Given passage:

BEGIN

So, I switched to a two-stage ‘reviewer’ model last month. The basic flow:
* **Stage 1: Proposer Agent** – This agent has the tools to analyze a request, fetch data, and formulate a specific plan. For example, “Create a new VLAN for IoT devices.”
* **Stage 2: Reviewer Agent** – This agent receives the *entire proposed action plan* as a text block. Its *only* job is to analyze this plan against a strict security policy. It has **no** direct tool access to execute anything.
The reviewer checks things like:
- Is the proposed VLAN ID within my allowed range?
- Does the firewall rule suggestion follow the principle of least privilege?
- Are any commands attempting to modify core infrastructure?
Only if the reviewer gives a detailed approval does the system pass the plan to a simple, hard-coded script to execute it. It’s like a manual “git commit” review, but automated.
This has already caught a couple of weird edge cases where the proposer, after reading some documentation online, suggested a overly permissive firewall rule. The reviewer flagged it because it deviated from my baseline config.
It adds a bit of latency, but for tasks like modifying VLANs, firewall rules, or container networks, it feels much safer. Has anyone else tried a similar pattern for network or IoT security tasks? Curious how you’re handling the handoff between stages.
--Al
--Al

END

Data entries:
BEGIN

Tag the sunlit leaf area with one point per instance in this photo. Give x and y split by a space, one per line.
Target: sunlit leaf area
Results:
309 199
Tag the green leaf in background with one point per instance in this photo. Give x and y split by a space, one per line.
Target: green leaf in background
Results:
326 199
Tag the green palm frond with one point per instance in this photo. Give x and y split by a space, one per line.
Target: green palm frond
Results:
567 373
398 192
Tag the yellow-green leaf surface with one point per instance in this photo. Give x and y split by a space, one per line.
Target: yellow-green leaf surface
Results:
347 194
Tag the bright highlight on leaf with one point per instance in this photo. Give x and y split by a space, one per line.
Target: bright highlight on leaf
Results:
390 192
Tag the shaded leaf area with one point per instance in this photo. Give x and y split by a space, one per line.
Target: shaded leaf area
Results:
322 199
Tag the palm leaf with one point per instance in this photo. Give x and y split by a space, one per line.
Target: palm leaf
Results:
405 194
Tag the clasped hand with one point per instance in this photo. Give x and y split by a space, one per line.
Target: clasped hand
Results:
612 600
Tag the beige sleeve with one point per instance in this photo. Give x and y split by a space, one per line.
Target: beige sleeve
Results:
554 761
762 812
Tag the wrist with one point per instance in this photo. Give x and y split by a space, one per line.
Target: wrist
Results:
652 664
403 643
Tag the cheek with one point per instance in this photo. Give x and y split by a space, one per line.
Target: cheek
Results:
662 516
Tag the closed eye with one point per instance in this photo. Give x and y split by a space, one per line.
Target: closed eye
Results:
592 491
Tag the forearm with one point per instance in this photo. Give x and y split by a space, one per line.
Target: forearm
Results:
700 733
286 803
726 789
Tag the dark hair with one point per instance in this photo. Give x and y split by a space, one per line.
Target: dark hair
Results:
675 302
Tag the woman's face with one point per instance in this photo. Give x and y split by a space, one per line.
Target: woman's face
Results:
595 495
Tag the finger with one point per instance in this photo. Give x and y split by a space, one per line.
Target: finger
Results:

END

Problem to work on: Rewrite the forum post on the two-stage reviewer setup, starting at "- Does the firewall" and ending at "handoff between stages.", with "latency" replaced by "overhead".

Answer for this exercise:
- Does the firewall rule suggestion follow the principle of least privilege?
- Are any commands attempting to modify core infrastructure?
Only if the reviewer gives a detailed approval does the system pass the plan to a simple, hard-coded script to execute it. It’s like a manual “git commit” review, but automated.
This has already caught a couple of weird edge cases where the proposer, after reading some documentation online, suggested a overly permissive firewall rule. The reviewer flagged it because it deviated from my baseline config.
It adds a bit of overhead, but for tasks like modifying VLANs, firewall rules, or container networks, it feels much safer. Has anyone else tried a similar pattern for network or IoT security tasks? Curious how you’re handling the handoff between stages.